» **The request**
Render each line of the data below as a JSON array of strings, one string per line, omitting blank lines and leaving out the pictures.

» **Dataset content**
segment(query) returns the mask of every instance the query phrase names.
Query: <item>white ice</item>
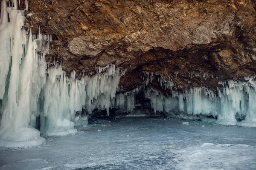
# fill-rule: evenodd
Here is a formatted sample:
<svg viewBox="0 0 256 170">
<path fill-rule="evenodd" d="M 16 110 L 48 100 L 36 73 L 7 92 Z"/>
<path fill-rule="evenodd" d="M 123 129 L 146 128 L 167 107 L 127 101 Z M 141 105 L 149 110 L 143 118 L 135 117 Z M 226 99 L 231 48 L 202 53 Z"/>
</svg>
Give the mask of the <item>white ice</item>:
<svg viewBox="0 0 256 170">
<path fill-rule="evenodd" d="M 38 147 L 2 149 L 0 170 L 256 169 L 256 129 L 188 122 L 99 120 Z"/>
</svg>

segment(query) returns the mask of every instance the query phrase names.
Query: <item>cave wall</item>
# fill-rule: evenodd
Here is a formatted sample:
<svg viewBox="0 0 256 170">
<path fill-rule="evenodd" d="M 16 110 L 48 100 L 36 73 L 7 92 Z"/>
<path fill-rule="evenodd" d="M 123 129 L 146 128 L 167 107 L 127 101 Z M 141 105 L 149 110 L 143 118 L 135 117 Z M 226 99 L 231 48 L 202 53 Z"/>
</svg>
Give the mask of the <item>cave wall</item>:
<svg viewBox="0 0 256 170">
<path fill-rule="evenodd" d="M 141 85 L 142 71 L 169 77 L 182 91 L 255 73 L 254 0 L 44 2 L 28 0 L 28 22 L 34 33 L 40 26 L 53 35 L 47 61 L 62 62 L 68 74 L 111 63 L 128 69 L 124 91 Z"/>
</svg>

» **Complete output**
[
  "segment(query) returns the mask of every instance the query phrase names.",
  "Query: <item>white ice</item>",
  "# fill-rule: evenodd",
  "Here is a formatted sample:",
  "<svg viewBox=\"0 0 256 170\">",
  "<path fill-rule=\"evenodd\" d=\"M 16 110 L 48 100 L 36 73 L 7 92 Z\"/>",
  "<path fill-rule=\"evenodd\" d=\"M 123 129 L 146 128 L 167 107 L 127 101 Z M 141 105 L 149 110 L 143 118 L 135 117 Z M 226 99 L 231 48 L 202 53 Z\"/>",
  "</svg>",
  "Give the mask of the <item>white ice</item>:",
  "<svg viewBox=\"0 0 256 170\">",
  "<path fill-rule=\"evenodd\" d=\"M 38 147 L 2 149 L 0 170 L 256 169 L 256 129 L 188 122 L 99 120 Z\"/>",
  "</svg>",
  "segment(query) returns the mask of every instance the query phrase names.",
  "Query: <item>cave wall</item>",
  "# fill-rule: evenodd",
  "Here is a formatted sample:",
  "<svg viewBox=\"0 0 256 170\">",
  "<path fill-rule=\"evenodd\" d=\"M 16 110 L 48 100 L 36 73 L 7 92 Z\"/>",
  "<path fill-rule=\"evenodd\" d=\"M 123 129 L 146 128 L 167 107 L 127 101 Z M 141 105 L 149 110 L 143 118 L 135 117 Z M 226 99 L 231 48 L 202 53 Z\"/>",
  "</svg>",
  "Give the mask of the <item>cave wall</item>:",
  "<svg viewBox=\"0 0 256 170\">",
  "<path fill-rule=\"evenodd\" d=\"M 141 85 L 142 71 L 169 77 L 182 91 L 255 73 L 254 0 L 44 2 L 28 0 L 28 22 L 34 33 L 40 26 L 53 35 L 47 61 L 62 62 L 68 74 L 111 63 L 128 69 L 124 91 Z\"/>",
  "</svg>"
]